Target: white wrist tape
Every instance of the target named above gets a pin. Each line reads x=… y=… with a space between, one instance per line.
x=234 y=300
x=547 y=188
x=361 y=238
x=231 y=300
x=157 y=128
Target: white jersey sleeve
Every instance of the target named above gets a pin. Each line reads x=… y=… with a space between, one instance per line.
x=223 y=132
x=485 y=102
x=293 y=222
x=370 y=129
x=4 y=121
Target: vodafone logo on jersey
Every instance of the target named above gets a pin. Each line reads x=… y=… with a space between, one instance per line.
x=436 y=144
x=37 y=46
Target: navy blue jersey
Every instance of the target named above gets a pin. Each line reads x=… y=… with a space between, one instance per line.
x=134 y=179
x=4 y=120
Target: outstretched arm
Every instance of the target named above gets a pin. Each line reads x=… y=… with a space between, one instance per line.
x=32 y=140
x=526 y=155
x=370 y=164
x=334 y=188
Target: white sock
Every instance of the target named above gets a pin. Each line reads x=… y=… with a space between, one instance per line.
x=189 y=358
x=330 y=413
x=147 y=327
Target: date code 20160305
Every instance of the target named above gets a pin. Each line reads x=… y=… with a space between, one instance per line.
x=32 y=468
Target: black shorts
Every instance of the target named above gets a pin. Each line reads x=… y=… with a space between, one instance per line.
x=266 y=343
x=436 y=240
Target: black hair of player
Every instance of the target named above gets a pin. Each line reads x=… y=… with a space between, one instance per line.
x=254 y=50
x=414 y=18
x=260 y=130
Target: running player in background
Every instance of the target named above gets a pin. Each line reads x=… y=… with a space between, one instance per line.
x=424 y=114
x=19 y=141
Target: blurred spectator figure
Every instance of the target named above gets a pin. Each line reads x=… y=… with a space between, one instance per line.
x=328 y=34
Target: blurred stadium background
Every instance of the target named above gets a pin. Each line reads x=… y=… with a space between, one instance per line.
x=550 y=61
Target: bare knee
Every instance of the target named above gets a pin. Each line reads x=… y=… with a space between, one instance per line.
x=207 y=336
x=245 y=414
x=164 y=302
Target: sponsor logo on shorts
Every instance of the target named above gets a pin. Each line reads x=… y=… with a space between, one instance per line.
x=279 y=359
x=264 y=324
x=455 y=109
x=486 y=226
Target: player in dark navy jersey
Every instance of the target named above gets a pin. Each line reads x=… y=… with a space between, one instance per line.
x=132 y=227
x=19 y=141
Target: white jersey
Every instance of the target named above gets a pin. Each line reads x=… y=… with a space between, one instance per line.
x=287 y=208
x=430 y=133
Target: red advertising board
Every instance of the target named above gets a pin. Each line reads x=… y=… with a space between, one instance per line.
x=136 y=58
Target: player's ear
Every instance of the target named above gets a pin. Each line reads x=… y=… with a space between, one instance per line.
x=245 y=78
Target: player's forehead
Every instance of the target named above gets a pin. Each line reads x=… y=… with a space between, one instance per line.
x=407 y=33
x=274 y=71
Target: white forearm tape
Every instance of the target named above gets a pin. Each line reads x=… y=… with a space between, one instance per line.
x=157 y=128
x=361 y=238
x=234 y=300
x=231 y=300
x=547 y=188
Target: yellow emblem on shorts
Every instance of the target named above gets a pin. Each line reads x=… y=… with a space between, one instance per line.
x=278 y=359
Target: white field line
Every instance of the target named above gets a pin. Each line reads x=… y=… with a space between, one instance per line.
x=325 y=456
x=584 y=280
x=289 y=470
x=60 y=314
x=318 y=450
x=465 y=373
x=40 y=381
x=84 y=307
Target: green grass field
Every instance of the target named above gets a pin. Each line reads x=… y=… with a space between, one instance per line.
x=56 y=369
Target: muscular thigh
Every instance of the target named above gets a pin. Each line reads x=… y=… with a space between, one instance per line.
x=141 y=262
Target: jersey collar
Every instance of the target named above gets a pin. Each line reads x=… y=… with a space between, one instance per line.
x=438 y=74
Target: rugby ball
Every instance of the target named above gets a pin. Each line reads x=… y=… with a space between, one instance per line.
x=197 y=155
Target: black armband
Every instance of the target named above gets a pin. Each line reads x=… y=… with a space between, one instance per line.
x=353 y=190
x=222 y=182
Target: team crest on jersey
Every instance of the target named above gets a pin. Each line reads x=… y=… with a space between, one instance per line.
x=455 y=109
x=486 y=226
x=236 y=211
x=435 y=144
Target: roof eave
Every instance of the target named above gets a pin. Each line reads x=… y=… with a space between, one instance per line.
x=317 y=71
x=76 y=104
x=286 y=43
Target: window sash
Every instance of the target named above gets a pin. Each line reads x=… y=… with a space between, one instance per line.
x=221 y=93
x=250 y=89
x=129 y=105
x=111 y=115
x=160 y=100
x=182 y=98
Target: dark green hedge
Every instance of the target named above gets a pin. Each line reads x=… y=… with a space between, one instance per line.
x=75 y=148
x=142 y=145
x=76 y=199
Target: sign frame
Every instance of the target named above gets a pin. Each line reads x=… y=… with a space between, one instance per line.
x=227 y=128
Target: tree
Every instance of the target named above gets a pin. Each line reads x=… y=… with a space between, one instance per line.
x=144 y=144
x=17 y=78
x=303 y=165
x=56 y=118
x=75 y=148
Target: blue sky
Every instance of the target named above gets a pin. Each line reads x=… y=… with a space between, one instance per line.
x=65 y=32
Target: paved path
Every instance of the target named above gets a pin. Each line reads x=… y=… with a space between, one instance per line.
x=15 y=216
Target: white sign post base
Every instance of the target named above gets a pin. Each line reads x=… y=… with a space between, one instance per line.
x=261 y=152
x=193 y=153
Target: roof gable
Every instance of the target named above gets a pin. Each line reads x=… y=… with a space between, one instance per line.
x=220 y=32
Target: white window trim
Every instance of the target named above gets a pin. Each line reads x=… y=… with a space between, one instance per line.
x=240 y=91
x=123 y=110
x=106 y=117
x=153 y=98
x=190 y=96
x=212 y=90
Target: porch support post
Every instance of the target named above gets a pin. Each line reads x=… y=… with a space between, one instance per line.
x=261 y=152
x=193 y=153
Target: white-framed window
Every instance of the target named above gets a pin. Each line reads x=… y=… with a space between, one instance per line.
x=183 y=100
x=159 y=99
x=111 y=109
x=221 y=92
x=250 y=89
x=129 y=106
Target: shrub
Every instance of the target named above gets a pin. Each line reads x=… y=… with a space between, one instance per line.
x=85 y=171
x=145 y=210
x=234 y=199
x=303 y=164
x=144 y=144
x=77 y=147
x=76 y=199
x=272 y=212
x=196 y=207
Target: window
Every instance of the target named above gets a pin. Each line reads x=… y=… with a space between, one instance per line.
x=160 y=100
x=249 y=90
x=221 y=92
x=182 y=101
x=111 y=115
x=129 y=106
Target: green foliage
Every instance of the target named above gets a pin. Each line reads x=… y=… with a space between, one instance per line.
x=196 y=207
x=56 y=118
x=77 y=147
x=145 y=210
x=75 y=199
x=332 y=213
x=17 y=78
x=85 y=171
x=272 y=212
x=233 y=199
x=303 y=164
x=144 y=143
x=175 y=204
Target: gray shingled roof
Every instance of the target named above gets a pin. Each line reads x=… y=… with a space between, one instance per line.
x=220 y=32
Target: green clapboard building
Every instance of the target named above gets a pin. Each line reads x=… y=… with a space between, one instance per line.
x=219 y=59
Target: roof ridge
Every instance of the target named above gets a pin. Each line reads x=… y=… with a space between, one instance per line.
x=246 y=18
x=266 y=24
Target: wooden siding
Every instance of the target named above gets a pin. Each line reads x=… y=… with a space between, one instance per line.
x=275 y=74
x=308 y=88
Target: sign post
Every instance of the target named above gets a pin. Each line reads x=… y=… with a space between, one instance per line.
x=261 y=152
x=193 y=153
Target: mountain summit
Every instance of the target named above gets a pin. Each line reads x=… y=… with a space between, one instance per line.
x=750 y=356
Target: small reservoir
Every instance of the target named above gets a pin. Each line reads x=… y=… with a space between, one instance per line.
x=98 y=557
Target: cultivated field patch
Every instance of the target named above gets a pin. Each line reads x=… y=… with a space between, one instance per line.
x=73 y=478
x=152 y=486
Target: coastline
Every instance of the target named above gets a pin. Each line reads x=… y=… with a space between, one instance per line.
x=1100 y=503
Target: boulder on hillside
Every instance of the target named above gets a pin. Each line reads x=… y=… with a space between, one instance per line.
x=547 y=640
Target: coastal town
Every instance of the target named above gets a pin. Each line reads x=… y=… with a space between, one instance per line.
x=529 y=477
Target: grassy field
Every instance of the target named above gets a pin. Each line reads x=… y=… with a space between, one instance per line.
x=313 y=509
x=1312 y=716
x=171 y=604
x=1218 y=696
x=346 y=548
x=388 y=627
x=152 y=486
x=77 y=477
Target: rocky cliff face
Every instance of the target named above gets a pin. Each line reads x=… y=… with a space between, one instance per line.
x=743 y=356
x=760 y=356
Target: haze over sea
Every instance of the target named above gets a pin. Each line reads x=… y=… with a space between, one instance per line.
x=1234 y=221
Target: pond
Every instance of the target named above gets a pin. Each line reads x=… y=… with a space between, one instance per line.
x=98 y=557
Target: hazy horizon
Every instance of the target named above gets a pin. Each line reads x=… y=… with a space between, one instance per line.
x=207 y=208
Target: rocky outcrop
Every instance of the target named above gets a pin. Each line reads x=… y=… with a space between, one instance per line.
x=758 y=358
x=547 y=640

######

## Exercise description
Please reproduce, exactly as they appear above, the lines from the line containing "Target: mountain summit" up to and including the line containing "Target: coastline".

## Exercise response
Target: mountain summit
Every instance of the target named above gets a pin. Each line reads x=… y=… with a space between, one instance per line.
x=750 y=356
Target: small reservoir
Every instance of the target named above gets a pin. Each line reads x=… y=… with a space between, one instance per line.
x=98 y=557
Target: cultivated field patch
Every instance of the target named above gets a pin. Each line reads x=… y=… with a space between, one instance per line.
x=73 y=478
x=152 y=486
Target: coastline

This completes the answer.